[start Provided records]

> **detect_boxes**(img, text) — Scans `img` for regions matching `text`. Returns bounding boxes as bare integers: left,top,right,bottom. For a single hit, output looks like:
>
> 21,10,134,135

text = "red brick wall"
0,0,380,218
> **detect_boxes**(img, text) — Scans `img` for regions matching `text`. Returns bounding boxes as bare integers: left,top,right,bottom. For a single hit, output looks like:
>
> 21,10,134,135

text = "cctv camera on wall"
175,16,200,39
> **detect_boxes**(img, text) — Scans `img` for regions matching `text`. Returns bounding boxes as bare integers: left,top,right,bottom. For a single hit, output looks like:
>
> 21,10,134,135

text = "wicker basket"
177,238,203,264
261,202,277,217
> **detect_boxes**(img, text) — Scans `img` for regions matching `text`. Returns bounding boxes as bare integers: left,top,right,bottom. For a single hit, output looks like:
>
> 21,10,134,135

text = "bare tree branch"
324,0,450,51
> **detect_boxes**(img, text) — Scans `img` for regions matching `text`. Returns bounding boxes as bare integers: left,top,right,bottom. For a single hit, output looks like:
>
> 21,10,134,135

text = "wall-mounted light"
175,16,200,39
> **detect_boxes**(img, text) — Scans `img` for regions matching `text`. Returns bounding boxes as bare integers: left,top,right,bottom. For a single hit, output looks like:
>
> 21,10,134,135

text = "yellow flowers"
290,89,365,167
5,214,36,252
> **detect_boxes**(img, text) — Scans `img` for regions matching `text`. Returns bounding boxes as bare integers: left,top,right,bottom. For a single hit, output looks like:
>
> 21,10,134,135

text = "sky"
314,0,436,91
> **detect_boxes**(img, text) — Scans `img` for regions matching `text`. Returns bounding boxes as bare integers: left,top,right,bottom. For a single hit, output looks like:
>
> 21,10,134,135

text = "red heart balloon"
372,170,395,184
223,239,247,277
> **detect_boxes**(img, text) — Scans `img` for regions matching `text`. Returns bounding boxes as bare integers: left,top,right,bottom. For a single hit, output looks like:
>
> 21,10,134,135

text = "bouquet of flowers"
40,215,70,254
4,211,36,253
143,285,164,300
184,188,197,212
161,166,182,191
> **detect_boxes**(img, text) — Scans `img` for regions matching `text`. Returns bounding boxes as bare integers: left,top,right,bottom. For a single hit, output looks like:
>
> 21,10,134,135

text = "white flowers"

[end Provided records]

### Written exercise
Count how many lines in the rows above contain the string "flowers". Reply with the number only.

### Result of this task
3